Text passage >>

[Start of section]

3. The world will be redeemed.
We need rescue and God is the only one who can do it, the only hero able to complete the quest. Jesus lay in the tomb as dead as a doornail—and then he woke and kicked down death’s door. Light burst forth. Believe that! Notice the way your heart leaps at the thought of it! The clock is ticking down to the last sad heartbeat, the last flash of anger, the last dark thought, the last selfish impulse, the last cruel word, the last broken heart, the last weeping baby, the last dying mother, the last wicked laugh—and it is Jesus who waits at the gate astride his warhorse, watching for the Father’s signal, ready to gallop out of the skies at the head of his angel army to set us free forever. The world will be redeemed.

4. You are broken.
But until then, child, understand that you need Jesus. You need him because your heart is under construction. But from the moment you invite Jesus into your heart, the song of your life is written into the symphony God is composing. Every bad decision, every stray word, every sinful thought laid on the altar of his love becomes a shadow in a beautiful painting, a dark tone in a beautiful song, the conflict in a good story that propels the character toward the joyful ending. This is complicated. To remember your sin is to deepen your gladness that God is good. And that is the final thought.

5. God loves you.
The Lord of Life, the maker of lightning, lions, mountains, tides, moonlight, meteors, the vast silence of the stars, and the music of laughter—the one who not only spoke it into being but whose good pleasure alone binds every molecule together—that is the God who loves you. He loves you. He loves you (somehow!) even more than I do, and that’s saying something. You will spend a joyous eternity exploring the mountain of that truth. Lean into it, believe it, delight in it. Now walk outside, breathe deep, and look around at the good world. Notice the ache in your heart. Remember the resurrection. Be humbled by your helplessness. Remember the kindness of the King.

[End of section]

Reproduce the passage on redemption, brokenness, and God's love word for word. The items that come next are separate material, unrelated to the passage.

[Data records]
[Start of section]

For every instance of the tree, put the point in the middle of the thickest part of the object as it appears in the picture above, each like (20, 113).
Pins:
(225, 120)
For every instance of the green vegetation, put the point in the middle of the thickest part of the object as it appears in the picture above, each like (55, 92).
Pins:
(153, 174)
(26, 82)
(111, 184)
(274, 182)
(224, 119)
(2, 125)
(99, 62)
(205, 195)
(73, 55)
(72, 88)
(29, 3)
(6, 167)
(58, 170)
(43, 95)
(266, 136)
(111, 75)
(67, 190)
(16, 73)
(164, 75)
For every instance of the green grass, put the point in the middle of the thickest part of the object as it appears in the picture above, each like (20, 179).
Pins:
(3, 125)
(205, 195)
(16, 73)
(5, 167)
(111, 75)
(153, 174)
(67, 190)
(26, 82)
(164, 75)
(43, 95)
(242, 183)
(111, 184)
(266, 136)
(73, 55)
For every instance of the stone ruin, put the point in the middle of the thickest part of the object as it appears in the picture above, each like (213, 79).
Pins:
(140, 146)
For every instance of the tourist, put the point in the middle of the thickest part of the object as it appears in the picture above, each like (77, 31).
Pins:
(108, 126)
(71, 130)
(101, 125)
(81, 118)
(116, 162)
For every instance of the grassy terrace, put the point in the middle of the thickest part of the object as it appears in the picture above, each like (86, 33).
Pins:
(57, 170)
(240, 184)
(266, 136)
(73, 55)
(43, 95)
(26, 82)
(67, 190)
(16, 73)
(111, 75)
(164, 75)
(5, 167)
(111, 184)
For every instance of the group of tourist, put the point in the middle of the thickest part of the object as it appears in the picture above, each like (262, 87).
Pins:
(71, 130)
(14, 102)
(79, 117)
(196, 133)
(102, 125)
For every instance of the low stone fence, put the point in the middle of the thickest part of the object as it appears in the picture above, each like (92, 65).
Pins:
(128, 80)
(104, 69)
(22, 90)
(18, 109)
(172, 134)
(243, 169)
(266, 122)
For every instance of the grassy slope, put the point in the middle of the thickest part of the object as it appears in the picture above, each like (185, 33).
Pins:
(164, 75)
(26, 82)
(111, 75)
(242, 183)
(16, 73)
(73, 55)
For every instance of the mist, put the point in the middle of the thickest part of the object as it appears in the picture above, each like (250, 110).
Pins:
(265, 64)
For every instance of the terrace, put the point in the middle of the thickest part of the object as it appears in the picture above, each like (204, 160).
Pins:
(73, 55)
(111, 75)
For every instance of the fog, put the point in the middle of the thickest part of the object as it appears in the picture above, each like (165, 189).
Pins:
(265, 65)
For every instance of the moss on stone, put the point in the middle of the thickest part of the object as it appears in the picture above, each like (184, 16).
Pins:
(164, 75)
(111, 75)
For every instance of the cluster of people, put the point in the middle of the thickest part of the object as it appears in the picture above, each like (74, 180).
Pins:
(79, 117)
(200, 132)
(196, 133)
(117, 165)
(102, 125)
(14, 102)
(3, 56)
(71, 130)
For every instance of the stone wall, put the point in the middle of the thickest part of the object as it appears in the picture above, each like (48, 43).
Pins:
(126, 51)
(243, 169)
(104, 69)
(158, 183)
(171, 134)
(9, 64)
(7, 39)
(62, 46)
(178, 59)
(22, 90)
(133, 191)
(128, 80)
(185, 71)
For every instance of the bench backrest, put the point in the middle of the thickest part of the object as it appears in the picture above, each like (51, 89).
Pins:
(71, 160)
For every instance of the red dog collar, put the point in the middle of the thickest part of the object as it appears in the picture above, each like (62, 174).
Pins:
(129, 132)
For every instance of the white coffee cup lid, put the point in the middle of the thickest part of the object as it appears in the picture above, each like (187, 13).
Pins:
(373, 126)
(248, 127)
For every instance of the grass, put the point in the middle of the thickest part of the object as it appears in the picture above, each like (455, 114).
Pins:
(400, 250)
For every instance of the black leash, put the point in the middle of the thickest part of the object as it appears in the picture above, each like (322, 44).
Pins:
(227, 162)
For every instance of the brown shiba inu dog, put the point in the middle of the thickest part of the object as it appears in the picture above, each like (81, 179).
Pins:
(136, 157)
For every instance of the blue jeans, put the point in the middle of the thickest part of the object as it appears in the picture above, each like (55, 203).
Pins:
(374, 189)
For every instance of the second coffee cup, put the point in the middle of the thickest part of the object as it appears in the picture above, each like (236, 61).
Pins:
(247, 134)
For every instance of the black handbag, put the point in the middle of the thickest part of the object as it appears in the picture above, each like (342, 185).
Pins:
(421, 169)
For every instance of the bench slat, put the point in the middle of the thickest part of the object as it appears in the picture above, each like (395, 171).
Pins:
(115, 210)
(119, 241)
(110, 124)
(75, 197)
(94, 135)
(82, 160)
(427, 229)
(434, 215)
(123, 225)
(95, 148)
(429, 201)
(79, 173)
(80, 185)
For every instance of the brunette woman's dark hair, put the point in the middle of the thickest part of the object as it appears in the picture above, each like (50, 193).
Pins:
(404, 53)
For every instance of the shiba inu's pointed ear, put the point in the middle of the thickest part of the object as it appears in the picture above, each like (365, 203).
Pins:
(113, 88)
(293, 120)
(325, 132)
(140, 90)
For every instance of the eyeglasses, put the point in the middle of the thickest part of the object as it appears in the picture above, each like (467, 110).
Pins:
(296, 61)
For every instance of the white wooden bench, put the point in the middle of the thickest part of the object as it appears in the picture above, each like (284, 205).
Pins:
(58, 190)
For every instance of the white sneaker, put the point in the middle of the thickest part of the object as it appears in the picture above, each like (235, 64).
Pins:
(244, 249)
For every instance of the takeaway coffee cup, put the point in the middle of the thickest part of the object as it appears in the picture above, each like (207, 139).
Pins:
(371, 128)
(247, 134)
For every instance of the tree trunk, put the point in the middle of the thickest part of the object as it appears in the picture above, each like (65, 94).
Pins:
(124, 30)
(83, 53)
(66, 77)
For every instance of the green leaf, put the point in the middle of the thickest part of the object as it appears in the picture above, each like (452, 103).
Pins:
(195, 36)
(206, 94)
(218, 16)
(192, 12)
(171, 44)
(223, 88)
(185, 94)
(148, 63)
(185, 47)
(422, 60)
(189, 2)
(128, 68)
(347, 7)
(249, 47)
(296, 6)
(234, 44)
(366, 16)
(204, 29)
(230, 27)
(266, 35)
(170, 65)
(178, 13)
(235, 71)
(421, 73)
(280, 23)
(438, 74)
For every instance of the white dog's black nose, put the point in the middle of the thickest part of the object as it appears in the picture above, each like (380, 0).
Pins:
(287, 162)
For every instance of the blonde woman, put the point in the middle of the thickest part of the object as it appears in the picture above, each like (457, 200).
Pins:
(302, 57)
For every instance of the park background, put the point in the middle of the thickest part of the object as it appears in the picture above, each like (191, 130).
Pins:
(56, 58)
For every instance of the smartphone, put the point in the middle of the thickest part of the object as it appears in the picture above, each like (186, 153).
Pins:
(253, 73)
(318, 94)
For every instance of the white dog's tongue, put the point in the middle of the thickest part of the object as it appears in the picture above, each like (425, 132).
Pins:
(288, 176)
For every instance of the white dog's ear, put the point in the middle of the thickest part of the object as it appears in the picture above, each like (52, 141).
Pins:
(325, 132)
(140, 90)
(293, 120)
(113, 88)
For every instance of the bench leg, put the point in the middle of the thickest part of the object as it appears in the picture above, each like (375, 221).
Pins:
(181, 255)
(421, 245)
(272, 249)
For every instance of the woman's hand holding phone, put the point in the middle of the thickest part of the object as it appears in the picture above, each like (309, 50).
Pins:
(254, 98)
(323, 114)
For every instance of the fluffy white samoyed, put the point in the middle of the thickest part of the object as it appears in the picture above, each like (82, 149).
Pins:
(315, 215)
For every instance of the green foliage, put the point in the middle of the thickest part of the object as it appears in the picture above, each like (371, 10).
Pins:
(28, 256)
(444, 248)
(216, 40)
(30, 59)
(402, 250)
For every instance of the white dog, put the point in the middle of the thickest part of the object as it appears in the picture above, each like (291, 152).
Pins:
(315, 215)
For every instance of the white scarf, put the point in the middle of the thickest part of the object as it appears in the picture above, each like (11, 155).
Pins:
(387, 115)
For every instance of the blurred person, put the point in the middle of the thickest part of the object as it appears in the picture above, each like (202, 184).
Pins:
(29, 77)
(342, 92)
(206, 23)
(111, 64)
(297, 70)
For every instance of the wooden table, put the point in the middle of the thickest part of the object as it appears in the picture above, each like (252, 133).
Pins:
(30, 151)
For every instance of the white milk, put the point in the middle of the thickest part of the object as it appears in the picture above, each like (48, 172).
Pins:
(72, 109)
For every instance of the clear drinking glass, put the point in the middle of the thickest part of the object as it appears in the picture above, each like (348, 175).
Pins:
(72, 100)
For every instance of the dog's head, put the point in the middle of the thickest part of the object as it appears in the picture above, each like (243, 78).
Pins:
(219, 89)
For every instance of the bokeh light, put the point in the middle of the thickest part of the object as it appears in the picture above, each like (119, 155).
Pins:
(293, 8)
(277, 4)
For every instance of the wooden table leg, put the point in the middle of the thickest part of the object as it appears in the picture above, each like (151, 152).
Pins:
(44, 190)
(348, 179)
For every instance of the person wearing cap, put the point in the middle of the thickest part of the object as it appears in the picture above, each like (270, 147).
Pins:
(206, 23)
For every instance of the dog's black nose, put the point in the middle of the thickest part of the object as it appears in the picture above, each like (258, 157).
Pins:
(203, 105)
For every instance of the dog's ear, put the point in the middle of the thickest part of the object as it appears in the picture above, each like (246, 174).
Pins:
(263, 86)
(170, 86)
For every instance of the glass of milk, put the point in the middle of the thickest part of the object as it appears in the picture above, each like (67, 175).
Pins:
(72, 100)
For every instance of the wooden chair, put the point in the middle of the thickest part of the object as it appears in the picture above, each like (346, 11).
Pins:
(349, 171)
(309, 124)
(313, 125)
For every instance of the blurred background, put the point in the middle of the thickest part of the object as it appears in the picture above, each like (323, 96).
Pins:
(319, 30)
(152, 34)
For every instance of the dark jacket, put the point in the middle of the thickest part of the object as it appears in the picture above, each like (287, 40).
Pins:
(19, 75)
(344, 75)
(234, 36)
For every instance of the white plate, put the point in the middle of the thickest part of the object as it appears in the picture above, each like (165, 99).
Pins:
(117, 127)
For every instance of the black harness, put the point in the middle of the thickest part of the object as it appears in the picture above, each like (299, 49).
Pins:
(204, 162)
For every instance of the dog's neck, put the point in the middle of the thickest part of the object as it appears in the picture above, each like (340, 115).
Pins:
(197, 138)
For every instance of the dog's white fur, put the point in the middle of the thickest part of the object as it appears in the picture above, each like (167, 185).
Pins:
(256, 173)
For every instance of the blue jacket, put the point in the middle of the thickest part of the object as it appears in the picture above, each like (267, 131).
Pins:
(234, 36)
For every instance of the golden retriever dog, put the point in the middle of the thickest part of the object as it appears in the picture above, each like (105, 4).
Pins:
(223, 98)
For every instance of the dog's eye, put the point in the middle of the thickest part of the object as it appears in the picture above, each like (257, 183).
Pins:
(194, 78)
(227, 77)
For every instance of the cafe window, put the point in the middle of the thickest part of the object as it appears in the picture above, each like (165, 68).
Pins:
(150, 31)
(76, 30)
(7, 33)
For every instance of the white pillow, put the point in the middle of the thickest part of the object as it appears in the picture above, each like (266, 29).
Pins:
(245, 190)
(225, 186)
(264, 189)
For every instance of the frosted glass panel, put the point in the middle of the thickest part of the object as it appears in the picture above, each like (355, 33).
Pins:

[End of section]

Response for this exercise >>
3. The world will be redeemed.
We need rescue and God is the only one who can do it, the only hero able to complete the quest. Jesus lay in the tomb as dead as a doornail—and then he woke and kicked down death’s door. Light burst forth. Believe that! Notice the way your heart leaps at the thought of it! The clock is ticking down to the last sad heartbeat, the last flash of anger, the last dark thought, the last selfish impulse, the last cruel word, the last broken heart, the last weeping baby, the last dying mother, the last wicked laugh—and it is Jesus who waits at the gate astride his warhorse, watching for the Father’s signal, ready to gallop out of the skies at the head of his angel army to set us free forever. The world will be redeemed.

4. You are broken.
But until then, child, understand that you need Jesus. You need him because your heart is under construction. But from the moment you invite Jesus into your heart, the song of your life is written into the symphony God is composing. Every bad decision, every stray word, every sinful thought laid on the altar of his love becomes a shadow in a beautiful painting, a dark tone in a beautiful song, the conflict in a good story that propels the character toward the joyful ending. This is complicated. To remember your sin is to deepen your gladness that God is good. And that is the final thought.

5. God loves you.
The Lord of Life, the maker of lightning, lions, mountains, tides, moonlight, meteors, the vast silence of the stars, and the music of laughter—the one who not only spoke it into being but whose good pleasure alone binds every molecule together—that is the God who loves you. He loves you. He loves you (somehow!) even more than I do, and that’s saying something. You will spend a joyous eternity exploring the mountain of that truth. Lean into it, believe it, delight in it. Now walk outside, breathe deep, and look around at the good world. Notice the ache in your heart. Remember the resurrection. Be humbled by your helplessness. Remember the kindness of the King.